Nuovi barbari al potere La democrazia può fermarli- l’Unità 21.07.03

Nuovi barbari al potere La democrazia può fermarli- l’Unità 21.07.03

Luglio 21, 2003 2001-2010 0

Caro professor Cancrini,
si parla tanto di «Impero Americano” … proviamo a vederla diversamente: e se invece di essere un tentativo di Impero Mondiale, gli Usa fossero assimilabili agli antichi barbari? Barbari che irrompono nella storia moderna travolgendo le frontiere dei popoli civilizzati, inevitabilmente «rammolliti» dalla stessa
loro civiltà; è triste, ma la civiltà e la cultura sono antitetici alle tragiche virtù guerresche. Ed ecco l’Europa emblematicamente umiliata dalla sprezzante frase di Rumsfeld: «la vecchia Europa». È in quel dire «vecchia» c’è tutto lo sprezzo verso ciò che si invidia e perciò si tende a umiliare con la violenza.
Ho troppi problemi personali per crucciarmi anche per la situazione mondiale, ma mi è difficile spegnere in me il buonsenso.
Seppur un «buonsenso algido» e non partecipativo. Lo so, la mia è «aria fritta», ma la «teoria» non è sempre «aria fritta». Lei nell’analisi su Berlusconi ha esposto con coraggio le sue idee. Ma chissà, forse sbagliamo: non è forse il conformismo una delle mille armi di sopravvivenza delle specie? Se un piccione scappa, tutto il gruppo, senza curarsi del perché, spicca anch’esso il volo e magari si salvano tutti da un pericolo. Viltà? Forse, più banalmente, necessità. Io non mi sento un coraggioso, da giovane lo ero di
più, ma oggi…
Enrico Facconi, Milano

Il pregio fondamentale della tua lettera, caro Enrico, mi sembra quello dell’avvicinamento fra quelli che sono due personaggi a diverso titolo emblematici per chi riflette oggi da sinistra sulle vicende del mondo. Berlusconi e Bush non sono soltanto alleati, sono assai simili fra loro. Per provenienza sociale ed economica, per struttura di personalità, per atteggiamenti e scelte politiche, ambedue si oppongono a modi tradizionali e consolidati di fare politica. Considerandoli superati o «vecchi» all’interno di quella che non è solo una strategia propagandistica ma una cultura (o una incultura) basata sul rifiuto di quello che è o dovrebbe essere l’impianto politico delle democrazie occidentali che stanno dando vita all’Europa. Una cultura (incultura) di cui il nostro Presidente ha dato un saggio indimenticabile proprio in quel Parlamento Europeo che sta tanto antipatico a Bush ed ai suoi.

• [Contenuto del dataset]
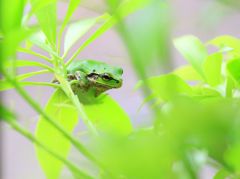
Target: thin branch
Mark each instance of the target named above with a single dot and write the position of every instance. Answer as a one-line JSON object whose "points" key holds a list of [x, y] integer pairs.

• [Compiti]
(a) Rispondi a queste domande sul brano:
(i) Chi ha pronunciato la frase «la vecchia Europa»?
(ii) Da quale città firma la lettera Enrico Facconi?
(iii) Nella risposta, quali due personaggi sono detti assai simili fra loro?
(b) Cita dal brano il passo che comincia dalle parole «Luglio 21, 2003» e si ferma dopo le parole «con la violenza.».
Il materiale non ha alcun legame con il brano.

• [Risultati dei compiti]
(a)
(i) Rumsfeld.
(ii) Milano.
(iii) Berlusconi e Bush.

(b)
Luglio 21, 2003 2001-2010 0

Caro professor Cancrini,
si parla tanto di «Impero Americano” … proviamo a vederla diversamente: e se invece di essere un tentativo di Impero Mondiale, gli Usa fossero assimilabili agli antichi barbari? Barbari che irrompono nella storia moderna travolgendo le frontiere dei popoli civilizzati, inevitabilmente «rammolliti» dalla stessa
loro civiltà; è triste, ma la civiltà e la cultura sono antitetici alle tragiche virtù guerresche. Ed ecco l’Europa emblematicamente umiliata dalla sprezzante frase di Rumsfeld: «la vecchia Europa». È in quel dire «vecchia» c’è tutto lo sprezzo verso ciò che si invidia e perciò si tende a umiliare con la violenza.